(Work task A) For each statement, say whether it agrees with the time encoding excerpt below: (i) PE was first introduced to represent word positions in a sentence; (ii) MT is the smallest wavelength; (iii) each dimension of a time vector corresponds to a sinusoidal. Answer yes or no and quote the deciding words.
(Work task B)
Using the time encoding excerpt below, answer each question on its own line:
(i) Which study encoded word order in complex embeddings?
(ii) Where are the properties and proofs summarized?
(iii) What defines MT?
(Work task C) Print the part of the time encoding excerpt below that opens with the words containing "Now, let’s only" and closes with "input time points.".

TE mechanism extends the idea of Positional Encoding (PE) in natural language processing. PE was first introduced to represent word positions in a sentence Gehring et al. (2017). Transformer Vaswani et al. (2017) model used a set of sinusoidal functions discretized by each relative input position, shown in Equation 1. Where $pos$ indicates the position of a word, $d_{model}$ is the embedding dimension. Meanwhile, a recent study Wang et al. (2020) encoded word order in complex embeddings. An indexed $j$ word in the $pos$ position is embeded as $g_{pe}(j,pos)=re^{i\omega_{j}pos+\theta_{j}}$ . $r$ , $\omega$ and $\theta$ denote amplitude, frequency and primary phase respectively. They are all the parameters that should to be learned using deep learning model.

\small\left\{\begin{aligned} &PE(pos,2i)=\sin(\frac{pos}{10000^{\frac{2i}{d_{model}}}})\\ &PE(pos,2i+1)=\cos(\frac{pos}{10000^{\frac{2i}{d_{model}}}})\end{aligned}\right.

(1)

3.2 Time encoding mechanism

First, we introduce how the Time Vector (TV) perceives irregular time intervals of a single ISTS with the fixed sampling rate. Then, we show how Time Encoding (TE) embeds time information of multiple ISTS with different sampling rates. The properties and proofs are summarized in the Appendix.

3.2.1 Time vector with fixed sampling rate

Now, let’s only consider one time series, whose irregularity is just reflected in the irregular time intervals. Inspired by Positional Encoding (PE) in Equation 1, we apply Time Vector (TV) to note the time codes. Thus, in a time series, each time point is tagged with a time vector:

	$\displaystyle\small TV(t)=[...,\sin$	$\displaystyle(c_{i}t),\cos(c_{i}t),...]$		(2)
	$\displaystyle c_{i}=MT^{-\frac{2i}{d_{TV}}},$	$\displaystyle i=0,...,\frac{d_{TV}}{2}-1$		(2)

In Equation 2, each time vector has $d_{TV}$ embedding dimensions. Each dimension corresponds to a sinusoidal. Each sinusoidal wave forms a geometric progression from $2\pi$ to $MT\pi$ . $MT$ is the biggest wavelength defined by the maximum number of input time points.

(Records shown)
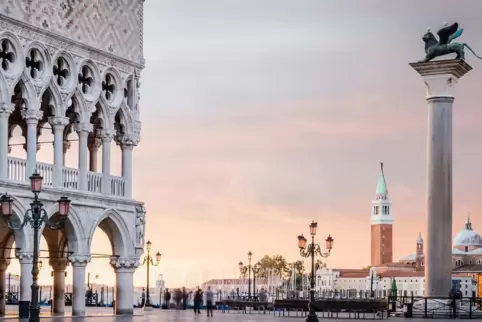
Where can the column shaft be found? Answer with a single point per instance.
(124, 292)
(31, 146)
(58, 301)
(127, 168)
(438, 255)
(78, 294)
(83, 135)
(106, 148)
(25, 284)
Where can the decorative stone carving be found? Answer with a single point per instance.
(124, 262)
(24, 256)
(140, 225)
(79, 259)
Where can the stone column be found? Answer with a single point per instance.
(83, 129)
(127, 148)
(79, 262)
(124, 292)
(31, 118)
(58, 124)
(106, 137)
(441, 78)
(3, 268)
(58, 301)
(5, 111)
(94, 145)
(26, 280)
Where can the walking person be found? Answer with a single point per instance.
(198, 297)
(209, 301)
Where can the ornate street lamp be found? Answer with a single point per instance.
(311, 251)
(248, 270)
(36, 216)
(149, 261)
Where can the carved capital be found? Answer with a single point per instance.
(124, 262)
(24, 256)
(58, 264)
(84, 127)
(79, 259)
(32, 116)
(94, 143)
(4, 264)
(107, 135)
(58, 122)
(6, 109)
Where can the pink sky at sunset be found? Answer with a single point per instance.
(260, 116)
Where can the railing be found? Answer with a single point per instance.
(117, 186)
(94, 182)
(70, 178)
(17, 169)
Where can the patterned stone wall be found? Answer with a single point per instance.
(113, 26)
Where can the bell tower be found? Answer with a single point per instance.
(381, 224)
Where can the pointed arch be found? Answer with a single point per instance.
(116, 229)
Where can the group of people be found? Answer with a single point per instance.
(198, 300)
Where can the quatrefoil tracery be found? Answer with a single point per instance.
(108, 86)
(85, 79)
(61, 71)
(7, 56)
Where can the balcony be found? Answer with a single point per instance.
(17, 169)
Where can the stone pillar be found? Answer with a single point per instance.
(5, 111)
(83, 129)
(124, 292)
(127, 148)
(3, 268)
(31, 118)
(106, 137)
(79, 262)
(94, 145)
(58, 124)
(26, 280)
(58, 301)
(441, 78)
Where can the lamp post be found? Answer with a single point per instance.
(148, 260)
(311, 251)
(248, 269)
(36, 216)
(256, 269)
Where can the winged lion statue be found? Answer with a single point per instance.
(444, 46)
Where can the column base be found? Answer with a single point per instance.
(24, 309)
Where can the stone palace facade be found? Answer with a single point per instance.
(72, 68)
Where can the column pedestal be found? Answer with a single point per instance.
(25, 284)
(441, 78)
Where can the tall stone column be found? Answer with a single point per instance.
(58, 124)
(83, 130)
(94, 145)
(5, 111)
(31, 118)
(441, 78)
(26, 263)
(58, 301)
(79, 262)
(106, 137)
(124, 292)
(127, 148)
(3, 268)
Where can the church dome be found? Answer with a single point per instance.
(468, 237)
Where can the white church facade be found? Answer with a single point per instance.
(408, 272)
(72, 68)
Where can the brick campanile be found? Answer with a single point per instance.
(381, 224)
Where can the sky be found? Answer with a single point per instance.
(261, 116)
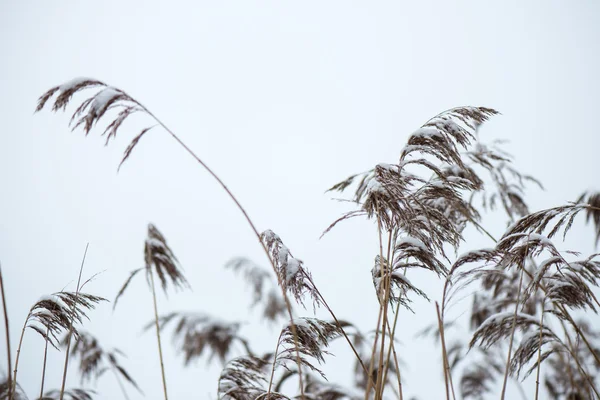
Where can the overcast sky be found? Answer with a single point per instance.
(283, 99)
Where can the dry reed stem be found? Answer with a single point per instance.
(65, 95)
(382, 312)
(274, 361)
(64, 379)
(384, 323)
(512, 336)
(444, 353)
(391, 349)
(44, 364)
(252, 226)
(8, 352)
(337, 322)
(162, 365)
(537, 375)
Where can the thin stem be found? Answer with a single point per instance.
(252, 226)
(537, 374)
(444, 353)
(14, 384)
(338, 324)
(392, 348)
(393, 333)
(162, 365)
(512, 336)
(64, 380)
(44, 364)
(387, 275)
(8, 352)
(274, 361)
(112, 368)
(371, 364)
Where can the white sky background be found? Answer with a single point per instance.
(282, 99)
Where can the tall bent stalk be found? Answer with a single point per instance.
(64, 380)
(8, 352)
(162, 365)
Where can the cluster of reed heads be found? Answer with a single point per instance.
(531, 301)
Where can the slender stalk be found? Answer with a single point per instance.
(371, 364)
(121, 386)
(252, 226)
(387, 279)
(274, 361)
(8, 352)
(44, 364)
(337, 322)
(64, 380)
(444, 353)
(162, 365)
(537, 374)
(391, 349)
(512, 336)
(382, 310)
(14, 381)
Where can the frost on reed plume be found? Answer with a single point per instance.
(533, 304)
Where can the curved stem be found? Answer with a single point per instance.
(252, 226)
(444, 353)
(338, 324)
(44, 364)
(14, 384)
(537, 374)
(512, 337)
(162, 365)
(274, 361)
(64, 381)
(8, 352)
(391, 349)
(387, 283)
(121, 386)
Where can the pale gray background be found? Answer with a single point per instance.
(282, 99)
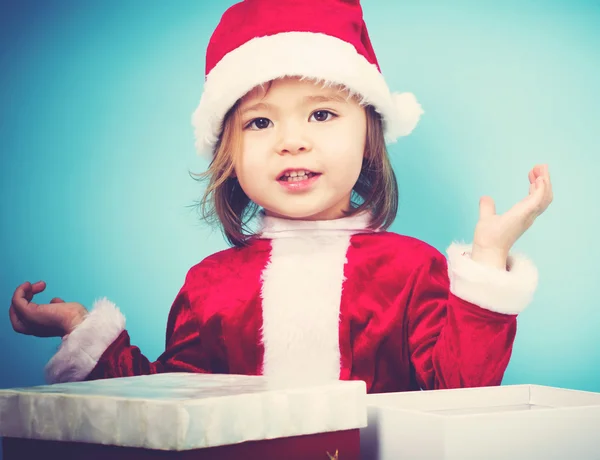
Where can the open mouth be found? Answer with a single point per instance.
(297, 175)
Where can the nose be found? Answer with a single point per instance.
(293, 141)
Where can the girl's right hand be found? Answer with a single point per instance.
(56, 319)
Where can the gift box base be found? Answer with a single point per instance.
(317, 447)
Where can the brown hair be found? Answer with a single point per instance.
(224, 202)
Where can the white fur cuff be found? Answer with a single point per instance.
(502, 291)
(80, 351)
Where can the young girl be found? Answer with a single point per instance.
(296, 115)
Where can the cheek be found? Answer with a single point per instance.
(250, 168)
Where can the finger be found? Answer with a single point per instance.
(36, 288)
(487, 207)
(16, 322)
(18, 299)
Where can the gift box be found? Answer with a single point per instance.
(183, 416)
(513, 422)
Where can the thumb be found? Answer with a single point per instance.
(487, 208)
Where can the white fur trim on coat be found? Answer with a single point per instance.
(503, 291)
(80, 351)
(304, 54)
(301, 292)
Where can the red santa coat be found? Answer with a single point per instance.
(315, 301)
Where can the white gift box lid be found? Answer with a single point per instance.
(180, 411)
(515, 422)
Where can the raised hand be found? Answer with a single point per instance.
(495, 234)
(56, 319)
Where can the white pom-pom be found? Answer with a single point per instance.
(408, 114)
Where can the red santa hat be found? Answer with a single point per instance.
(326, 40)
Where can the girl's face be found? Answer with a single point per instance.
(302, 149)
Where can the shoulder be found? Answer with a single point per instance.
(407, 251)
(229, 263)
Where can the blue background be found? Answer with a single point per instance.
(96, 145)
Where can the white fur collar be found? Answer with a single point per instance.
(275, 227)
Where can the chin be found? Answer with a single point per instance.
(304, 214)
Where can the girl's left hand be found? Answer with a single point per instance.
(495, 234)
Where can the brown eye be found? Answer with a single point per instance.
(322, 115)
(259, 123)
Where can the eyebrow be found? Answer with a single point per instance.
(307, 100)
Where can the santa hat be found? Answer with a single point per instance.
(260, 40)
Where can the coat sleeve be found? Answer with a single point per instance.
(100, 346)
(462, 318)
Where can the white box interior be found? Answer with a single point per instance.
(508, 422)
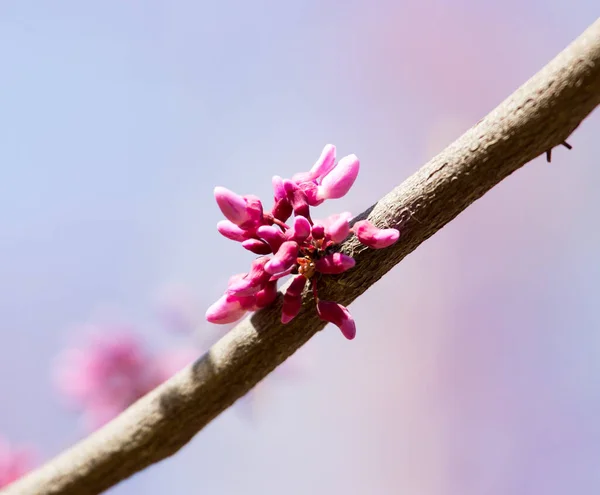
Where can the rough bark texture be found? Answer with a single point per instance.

(Answer A)
(i) Yes: "PE was first introduced to represent word positions in a sentence"
(ii) No: "$MT$ is the biggest wavelength defined by the maximum number of input time points."
(iii) Yes: "Each dimension corresponds to a sinusoidal."

(Answer B)
(i) Wang et al. (2020)
(ii) In the Appendix
(iii) The maximum number of input time points

(Answer C)
Now, let’s only consider one time series, whose irregularity is just reflected in the irregular time intervals. Inspired by Positional Encoding (PE) in Equation 1, we apply Time Vector (TV) to note the time codes. Thus, in a time series, each time point is tagged with a time vector:

	$\displaystyle\small TV(t)=[...,\sin$	$\displaystyle(c_{i}t),\cos(c_{i}t),...]$		(2)
	$\displaystyle c_{i}=MT^{-\frac{2i}{d_{TV}}},$	$\displaystyle i=0,...,\frac{d_{TV}}{2}-1$		(2)

In Equation 2, each time vector has $d_{TV}$ embedding dimensions. Each dimension corresponds to a sinusoidal. Each sinusoidal wave forms a geometric progression from $2\pi$ to $MT\pi$ . $MT$ is the biggest wavelength defined by the maximum number of input time points.